# Testo fornito:
******

Omicidio a Perugia, il processo è una beffa: sul reggiseno di Mez c’è pure il Dna del perito

E' giallo sulla studentessa inglese uccisa nel 2007. In aula è battaglia sulla prova regina indebolita La polizia scientifica si difende: test validi sui reperti. Amanda è tesa, Lele sorridente: la guarda e le strizza l'occhio

Omicidio a Perugia, il processo è una beffa:  
sul reggiseno di Mez c’è pure il Dna del perito

Le sorride, strizza l’occhio, sembra quasi felice. IN Quattro anni di carcere si è fatto uomo. Non solo nel fisico. Zazzera corta, modi composti, adesso somiglia a un naufrago che vede il porto.
Amanda è una foto in negativo. Non sorride più, la sfrontatezza di un tempo è spenta, gli occhi birichini si perdono in uno guardo spaurito. I movimenti lenti, l’angoscia dipinta in una smorfia.
Sa che si sta giocando la partita più importante. Decisiva. Quelle prove contro lei e Raffaele sono valide? Quei frammenti di Dna che raccontano come con il suo fidanzato e il compagnone di spinelli Rudy, avrebbero ucciso la povera Mereditih, sono davvero l’impianto di un’accusa che perde pezzi?

******

(Record del dataset)
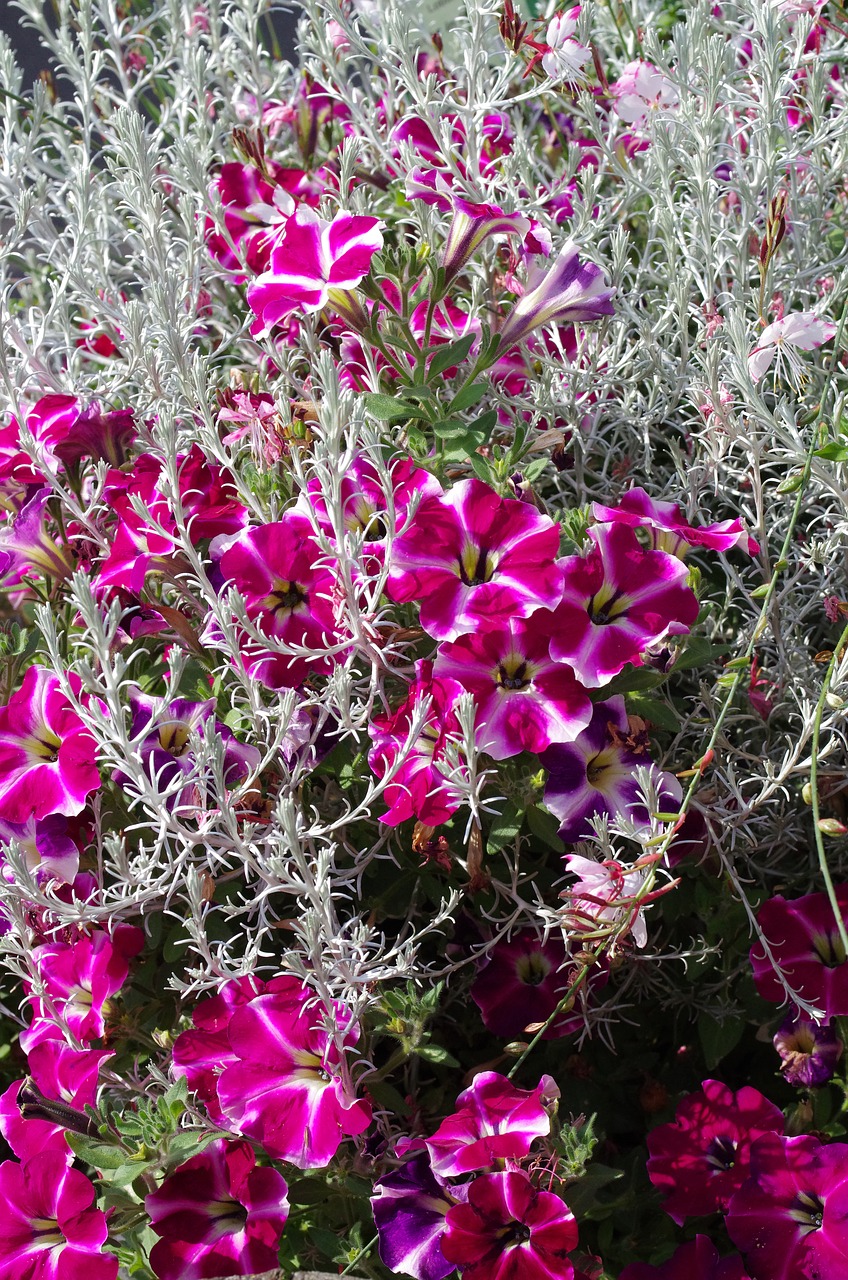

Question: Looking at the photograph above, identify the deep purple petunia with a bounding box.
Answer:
[442,1172,578,1280]
[751,884,848,1018]
[726,1133,848,1280]
[648,1080,784,1224]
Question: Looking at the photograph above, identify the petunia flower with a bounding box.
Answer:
[726,1133,848,1280]
[0,1151,118,1280]
[751,884,848,1018]
[218,978,371,1169]
[551,524,698,689]
[145,1139,288,1280]
[647,1080,784,1224]
[387,479,562,640]
[0,667,100,823]
[442,1172,578,1280]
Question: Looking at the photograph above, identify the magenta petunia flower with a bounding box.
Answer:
[772,1009,843,1088]
[551,525,698,689]
[218,978,371,1169]
[470,929,606,1041]
[208,513,336,689]
[0,667,100,823]
[501,241,615,351]
[539,698,683,845]
[0,1151,118,1280]
[751,884,848,1018]
[27,924,145,1052]
[433,609,592,760]
[619,1235,748,1280]
[726,1133,848,1280]
[424,1071,560,1179]
[387,479,562,640]
[247,205,383,333]
[368,662,464,827]
[647,1080,784,1224]
[592,488,760,559]
[145,1138,288,1280]
[442,1172,578,1280]
[371,1152,456,1280]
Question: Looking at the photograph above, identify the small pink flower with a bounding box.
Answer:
[387,479,561,640]
[442,1172,578,1280]
[145,1138,288,1280]
[424,1071,560,1179]
[218,978,371,1169]
[748,311,836,383]
[0,1151,118,1280]
[0,667,100,823]
[247,205,383,333]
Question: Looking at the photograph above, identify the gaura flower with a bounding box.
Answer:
[726,1133,848,1280]
[501,241,615,351]
[247,205,383,335]
[387,479,562,640]
[371,1152,455,1280]
[368,662,464,827]
[620,1235,748,1280]
[0,1151,118,1280]
[592,488,760,559]
[424,1071,560,1178]
[539,698,683,845]
[218,978,371,1169]
[145,1139,288,1280]
[748,311,836,384]
[442,1172,578,1280]
[433,611,592,760]
[751,884,848,1018]
[647,1080,784,1223]
[551,524,698,689]
[0,667,100,823]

******

# Cosa chiede:
Indica se ciascuna affermazione concorda con l'articolo sull'omicidio di Perugia: rispondi sì o no e cita testualmente le parole decisive dell'articolo. (a) La studentessa inglese è stata uccisa nel 2007. (b) La polizia scientifica ammette che i test sui reperti non sono validi. (c) Amanda sorride in aula. Il materiale non è necessario.

# Risposta:
(a) Sì: «E' giallo sulla studentessa inglese uccisa nel 2007».
(b) No: «La polizia scientifica si difende: test validi sui reperti».
(c) No: «Amanda è una foto in negativo. Non sorride più».